* [Problem]:
Lay out every line of the records below as a Markdown table with the columns "Row" and "Line," numbering the rows and omitting blank lines. Exclude the pictures from the table.

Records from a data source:
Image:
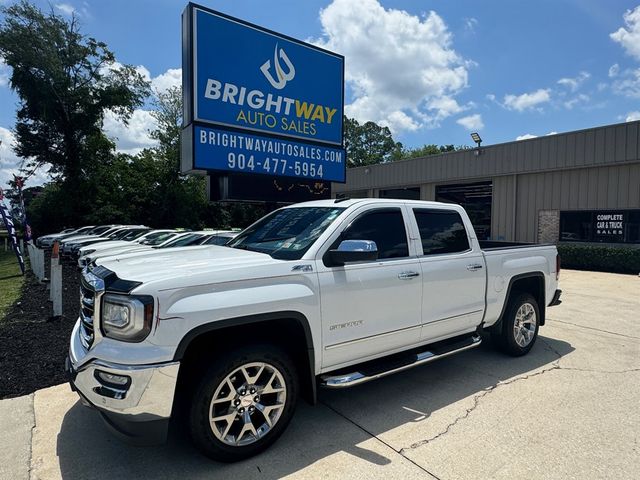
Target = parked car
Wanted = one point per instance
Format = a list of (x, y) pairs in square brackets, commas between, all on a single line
[(73, 248), (84, 253), (329, 293), (220, 237), (146, 244), (95, 232), (46, 241)]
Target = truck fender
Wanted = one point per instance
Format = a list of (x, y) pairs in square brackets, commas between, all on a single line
[(253, 319)]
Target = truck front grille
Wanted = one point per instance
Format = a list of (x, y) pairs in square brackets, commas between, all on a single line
[(87, 310)]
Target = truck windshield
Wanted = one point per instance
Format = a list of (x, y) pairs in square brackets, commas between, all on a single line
[(288, 233)]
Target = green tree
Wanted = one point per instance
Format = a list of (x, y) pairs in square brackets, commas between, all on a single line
[(368, 143), (66, 82)]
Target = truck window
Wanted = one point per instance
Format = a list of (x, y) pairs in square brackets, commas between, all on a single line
[(385, 227), (288, 233), (441, 231)]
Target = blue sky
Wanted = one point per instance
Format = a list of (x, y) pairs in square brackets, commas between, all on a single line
[(431, 70)]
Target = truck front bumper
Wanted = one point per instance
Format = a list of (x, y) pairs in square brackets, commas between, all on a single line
[(138, 406), (556, 299)]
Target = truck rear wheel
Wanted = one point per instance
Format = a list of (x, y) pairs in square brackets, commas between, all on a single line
[(243, 403), (519, 325)]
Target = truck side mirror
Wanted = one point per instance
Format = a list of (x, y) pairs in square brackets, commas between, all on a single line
[(352, 251)]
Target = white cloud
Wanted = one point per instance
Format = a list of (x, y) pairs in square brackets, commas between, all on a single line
[(471, 122), (526, 136), (633, 116), (628, 84), (168, 79), (527, 100), (401, 68), (65, 8), (574, 83), (131, 138), (629, 37), (164, 81), (470, 24), (581, 98)]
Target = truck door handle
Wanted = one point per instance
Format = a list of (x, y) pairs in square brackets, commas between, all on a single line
[(408, 275)]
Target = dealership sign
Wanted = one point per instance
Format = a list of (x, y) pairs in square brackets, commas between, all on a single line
[(609, 224), (259, 102)]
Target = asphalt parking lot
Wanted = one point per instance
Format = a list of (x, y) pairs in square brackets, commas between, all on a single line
[(569, 409)]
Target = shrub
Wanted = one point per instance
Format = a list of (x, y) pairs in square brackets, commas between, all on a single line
[(603, 258)]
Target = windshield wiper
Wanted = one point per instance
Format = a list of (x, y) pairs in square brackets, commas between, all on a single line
[(273, 239)]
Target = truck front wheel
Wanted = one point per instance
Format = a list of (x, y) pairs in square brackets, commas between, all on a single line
[(519, 325), (243, 403)]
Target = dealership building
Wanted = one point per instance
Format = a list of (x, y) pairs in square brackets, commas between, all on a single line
[(581, 186)]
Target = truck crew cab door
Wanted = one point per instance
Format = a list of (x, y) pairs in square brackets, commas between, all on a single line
[(453, 274), (370, 308)]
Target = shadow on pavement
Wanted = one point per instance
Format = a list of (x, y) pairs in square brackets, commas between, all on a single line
[(87, 450)]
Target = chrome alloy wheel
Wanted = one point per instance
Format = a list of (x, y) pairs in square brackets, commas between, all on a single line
[(524, 328), (247, 404)]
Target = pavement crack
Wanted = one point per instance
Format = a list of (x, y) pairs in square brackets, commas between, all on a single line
[(33, 427), (595, 329), (371, 434), (476, 402)]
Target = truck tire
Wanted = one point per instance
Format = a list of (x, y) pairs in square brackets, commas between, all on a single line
[(243, 403), (519, 325)]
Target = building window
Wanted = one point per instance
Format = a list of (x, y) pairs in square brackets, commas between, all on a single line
[(441, 231), (476, 199), (602, 226), (410, 193)]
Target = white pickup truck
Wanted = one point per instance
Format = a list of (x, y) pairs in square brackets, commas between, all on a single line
[(326, 293)]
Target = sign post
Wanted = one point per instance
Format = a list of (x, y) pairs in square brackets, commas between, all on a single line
[(264, 105), (55, 292)]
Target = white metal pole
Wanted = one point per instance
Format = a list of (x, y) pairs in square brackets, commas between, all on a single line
[(55, 279)]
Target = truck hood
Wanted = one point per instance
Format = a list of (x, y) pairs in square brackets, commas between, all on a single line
[(160, 264)]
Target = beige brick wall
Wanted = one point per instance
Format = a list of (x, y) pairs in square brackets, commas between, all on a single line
[(548, 226)]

* [Problem solution]:
| Row | Line |
|---|---|
| 1 | Image: |
| 2 | Target = parked car |
| 3 | Wanted = one point per instance |
| 4 | Format = a list of (x, y) pairs in square brackets, commas between, all on a single line |
| 5 | [(73, 248), (84, 253), (329, 293), (220, 237), (146, 244), (95, 232), (46, 241)] |
| 6 | Target = truck fender |
| 7 | Wanted = one point per instance |
| 8 | Format = a list of (x, y) pairs in square brackets, commas between, all on a single line |
| 9 | [(253, 319)] |
| 10 | Target = truck front grille |
| 11 | Wanted = one point per instance |
| 12 | Format = a list of (x, y) pairs in square brackets, commas between, all on a single line |
| 13 | [(87, 310)] |
| 14 | Target = truck windshield |
| 15 | Wanted = one point per instance |
| 16 | Format = a list of (x, y) pairs in square brackets, commas between, all on a single line |
| 17 | [(288, 233)] |
| 18 | Target = green tree |
| 19 | Wanted = one point per instance |
| 20 | Format = a list of (x, y) pairs in square brackets, commas between, all on a single line |
| 21 | [(368, 143), (66, 82)] |
| 22 | Target = truck window |
| 23 | Wanted = one point per instance |
| 24 | Format = a list of (x, y) pairs in square brackets, commas between, all on a single line |
| 25 | [(385, 227), (288, 233), (441, 231)] |
| 26 | Target = blue sky |
| 27 | Wanted = one point per instance |
| 28 | Format = a list of (x, y) pairs in square brackets, commas between, all on a single line |
| 29 | [(431, 70)] |
| 30 | Target = truck front bumper |
| 31 | Wanted = one point per instance |
| 32 | Format = a list of (x, y) pairs in square brackets, commas between, all on a single line |
| 33 | [(138, 406), (556, 299)] |
| 34 | Target = truck rear wheel |
| 35 | Wanted = one point per instance |
| 36 | Format = a list of (x, y) pairs in square brackets, commas between, all on a single line |
| 37 | [(243, 403), (519, 325)] |
| 38 | Target = truck side mirror |
| 39 | Wanted = one point per instance |
| 40 | Format = a list of (x, y) pairs in square brackets, commas between, all on a single line |
| 41 | [(352, 251)] |
| 42 | Target = white cloud |
| 43 | Wanted = one point per instance |
| 44 | Format = a list of (x, y) pairs in square brackets, commas between, all on a single line |
| 45 | [(471, 122), (526, 136), (633, 116), (628, 84), (168, 79), (527, 100), (401, 68), (65, 8), (574, 83), (131, 138), (629, 37), (164, 81), (470, 24), (581, 98)] |
| 46 | Target = truck door handle |
| 47 | Wanted = one point per instance |
| 48 | Format = a list of (x, y) pairs in square brackets, commas between, all on a single line |
| 49 | [(408, 275)] |
| 50 | Target = dealership sign |
| 51 | Wanted = one point per instance |
| 52 | Format = a list of (x, y) pairs in square brackets, commas between, all on a single line |
| 53 | [(609, 224), (259, 102)] |
| 54 | Target = asphalt parking lot |
| 55 | Wanted = one point per instance |
| 56 | Format = a list of (x, y) pairs in square brackets, commas between, all on a single line |
| 57 | [(569, 409)] |
| 58 | Target = shrub |
| 59 | Wanted = one point per instance |
| 60 | Format = a list of (x, y) pairs in square brackets, commas between, all on a single line |
| 61 | [(603, 258)] |
| 62 | Target = windshield wiper |
| 63 | Wanted = one point per instance |
| 64 | Format = a list of (x, y) pairs in square brackets, commas between, all on a single line |
| 65 | [(273, 239)] |
| 66 | Target = truck front wheel |
| 67 | Wanted = one point per instance |
| 68 | Format = a list of (x, y) pairs in square brackets, commas between, all on a single line |
| 69 | [(519, 325), (243, 403)] |
| 70 | Target = dealership building |
| 71 | Wanted = one point per instance |
| 72 | Format = a list of (x, y) pairs in square brackets, commas between, all on a single line |
| 73 | [(581, 186)] |
| 74 | Target = truck crew cab door |
| 75 | Wanted = one point per instance |
| 76 | Format = a list of (x, y) pairs in square brackets, commas between, all on a single line |
| 77 | [(453, 274), (370, 308)] |
| 78 | Target = shadow on pavement |
| 79 | Wanted = one point per instance |
| 80 | Format = a list of (x, y) pairs in square brackets, commas between, all on a single line |
| 81 | [(87, 450)] |
| 82 | Target = chrome alloy wheel |
| 83 | Wanted = one point per instance |
| 84 | Format = a list of (x, y) pairs in square brackets, commas between, all on a single line |
| 85 | [(524, 328), (247, 404)] |
| 86 | Target = pavement crack |
| 87 | Wanted = one point per instance |
| 88 | Format = a list of (x, y) pairs in square brackets, commas between, all on a single line |
| 89 | [(33, 427), (595, 329), (371, 434), (476, 402)] |
| 90 | Target = truck tire |
| 91 | Wanted = one point per instance |
| 92 | Format = a list of (x, y) pairs in square brackets, commas between, all on a single line |
| 93 | [(243, 403), (519, 325)] |
| 94 | Target = building window |
| 95 | Wanted = one point per instance |
| 96 | Format = a list of (x, y) pairs in square brackets, commas between, all on a single line |
| 97 | [(441, 231), (476, 199), (602, 226), (410, 193)] |
| 98 | Target = white pickup truck |
| 99 | Wanted = one point per instance |
| 100 | Format = a list of (x, y) pairs in square brackets, commas between, all on a single line |
| 101 | [(326, 293)] |
| 102 | Target = sign post |
| 103 | Wanted = one point per instance |
| 104 | Format = a list of (x, y) pairs in square brackets, commas between, all on a single line |
| 105 | [(264, 105), (55, 292)] |
| 106 | Target = white metal pole |
| 107 | Wanted = one point per instance |
| 108 | Format = a list of (x, y) pairs in square brackets, commas between, all on a single line |
| 109 | [(55, 279)] |
| 110 | Target = truck hood |
| 111 | Wanted = one point per instance |
| 112 | Format = a list of (x, y) pairs in square brackets, commas between, all on a single line |
| 113 | [(160, 264)] |
| 114 | Target = beige brick wall |
| 115 | Wanted = one point per instance |
| 116 | Format = a list of (x, y) pairs in square brackets, commas between, all on a single line |
| 117 | [(548, 226)] |